• RECORDS PROVIDED

* * * *

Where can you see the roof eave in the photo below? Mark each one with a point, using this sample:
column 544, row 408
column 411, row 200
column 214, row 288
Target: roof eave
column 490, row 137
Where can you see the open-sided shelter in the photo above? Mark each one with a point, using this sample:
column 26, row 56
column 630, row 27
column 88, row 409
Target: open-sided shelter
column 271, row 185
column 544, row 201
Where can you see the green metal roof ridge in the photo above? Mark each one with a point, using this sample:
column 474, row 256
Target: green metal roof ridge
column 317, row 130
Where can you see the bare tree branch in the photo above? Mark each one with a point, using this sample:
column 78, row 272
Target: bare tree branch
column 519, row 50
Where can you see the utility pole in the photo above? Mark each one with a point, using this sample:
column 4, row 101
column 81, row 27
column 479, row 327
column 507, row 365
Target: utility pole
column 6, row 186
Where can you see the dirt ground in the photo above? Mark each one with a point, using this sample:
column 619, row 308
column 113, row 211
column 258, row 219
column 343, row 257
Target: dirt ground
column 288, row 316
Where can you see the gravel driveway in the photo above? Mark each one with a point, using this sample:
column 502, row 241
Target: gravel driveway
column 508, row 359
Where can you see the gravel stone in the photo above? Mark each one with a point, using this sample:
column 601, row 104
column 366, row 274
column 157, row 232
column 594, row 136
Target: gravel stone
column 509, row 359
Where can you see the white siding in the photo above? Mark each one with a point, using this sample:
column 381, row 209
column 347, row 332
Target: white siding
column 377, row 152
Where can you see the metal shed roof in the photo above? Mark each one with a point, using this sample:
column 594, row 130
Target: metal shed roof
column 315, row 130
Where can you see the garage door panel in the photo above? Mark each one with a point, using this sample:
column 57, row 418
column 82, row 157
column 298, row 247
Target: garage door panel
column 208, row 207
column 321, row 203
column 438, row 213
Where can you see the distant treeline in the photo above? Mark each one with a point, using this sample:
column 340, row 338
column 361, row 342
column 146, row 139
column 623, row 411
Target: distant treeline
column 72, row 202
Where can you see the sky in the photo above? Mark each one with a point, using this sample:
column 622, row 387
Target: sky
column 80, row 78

* * * *

• ACTIVITY
Reproduce only this range: the first line of the data above through the line with "Where can you see the utility", both included, exactly as written.

• RESPONSE TO THE TASK
Where can you see the roof eave in the photo below? Mark each one with a point, using this sample:
column 544, row 408
column 411, row 200
column 214, row 288
Target: roof eave
column 490, row 137
Where can you see the open-sided shelter in the photo above? Mark each one with a point, using this sample:
column 26, row 56
column 630, row 27
column 88, row 409
Target: open-sided shelter
column 271, row 185
column 544, row 201
Where can you see the green metal roof ridge in the photo above? Mark each one with a point, using this sample:
column 474, row 256
Target: green metal roof ridge
column 317, row 130
Where can you see the bare tree branch in the photo above? Mark each one with a point, using this sample:
column 78, row 272
Target: bare tree branch
column 519, row 50
Where can you see the utility pole in the photo above? Mark each one with a point, using this sample:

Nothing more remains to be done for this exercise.